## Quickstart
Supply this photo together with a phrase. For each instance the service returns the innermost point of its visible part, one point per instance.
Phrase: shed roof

==

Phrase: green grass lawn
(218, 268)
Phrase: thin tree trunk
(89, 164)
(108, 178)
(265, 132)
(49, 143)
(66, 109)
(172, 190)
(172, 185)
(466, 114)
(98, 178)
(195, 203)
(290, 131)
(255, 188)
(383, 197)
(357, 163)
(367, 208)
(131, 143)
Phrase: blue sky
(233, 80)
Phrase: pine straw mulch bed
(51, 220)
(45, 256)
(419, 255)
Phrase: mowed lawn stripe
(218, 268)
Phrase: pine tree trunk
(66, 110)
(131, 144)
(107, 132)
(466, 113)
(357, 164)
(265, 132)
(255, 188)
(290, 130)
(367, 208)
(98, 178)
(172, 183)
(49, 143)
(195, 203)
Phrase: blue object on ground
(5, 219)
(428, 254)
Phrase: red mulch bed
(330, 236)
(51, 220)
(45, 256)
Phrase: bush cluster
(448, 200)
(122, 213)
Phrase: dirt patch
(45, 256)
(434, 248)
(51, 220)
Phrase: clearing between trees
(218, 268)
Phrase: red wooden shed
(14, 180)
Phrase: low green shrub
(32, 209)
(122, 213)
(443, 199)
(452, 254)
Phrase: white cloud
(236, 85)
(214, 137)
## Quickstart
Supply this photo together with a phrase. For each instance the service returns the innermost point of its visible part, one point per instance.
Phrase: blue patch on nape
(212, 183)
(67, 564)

- WHAT YOU HAVE TO DO -
Pull out every line of the rows above that contains the word "lawn".

- TASK RESPONSE -
Phrase: green grass lawn
Phrase: mowed lawn stripe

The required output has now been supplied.